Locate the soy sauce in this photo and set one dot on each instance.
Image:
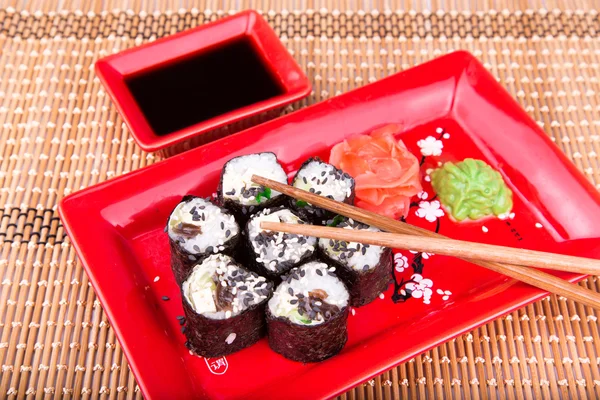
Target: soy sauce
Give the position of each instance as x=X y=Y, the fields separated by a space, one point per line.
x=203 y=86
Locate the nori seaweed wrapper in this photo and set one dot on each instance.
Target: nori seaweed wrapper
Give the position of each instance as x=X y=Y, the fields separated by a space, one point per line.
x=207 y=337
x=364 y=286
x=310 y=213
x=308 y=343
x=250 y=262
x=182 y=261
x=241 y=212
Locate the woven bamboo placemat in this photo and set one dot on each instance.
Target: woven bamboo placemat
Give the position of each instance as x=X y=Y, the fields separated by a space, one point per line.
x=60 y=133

----

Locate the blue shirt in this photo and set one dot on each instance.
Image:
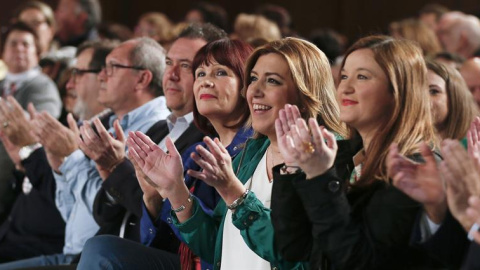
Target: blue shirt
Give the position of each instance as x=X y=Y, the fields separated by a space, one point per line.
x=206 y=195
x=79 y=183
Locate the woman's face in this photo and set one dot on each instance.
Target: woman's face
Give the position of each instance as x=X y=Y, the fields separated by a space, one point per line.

----

#### [Set exercise]
Render the records as a two-column CSV with the columns request and answer, covering only those starting with the line that contains "Locate the nori" and going on through the line that contains "x=241 y=212". Give one row per request, with its text and its answer each in a single quoted field and line breaks replaced by spaces.

#### [The result]
request,answer
"Locate the nori seaweed wrapper in this photo and set one dot on each instance. Target: nori seaweed wrapper Give the position of each instance as x=X y=Y, the fields separated by a space, one point per line.","x=207 y=337 x=364 y=286 x=310 y=213 x=308 y=343 x=250 y=262 x=182 y=261 x=241 y=212"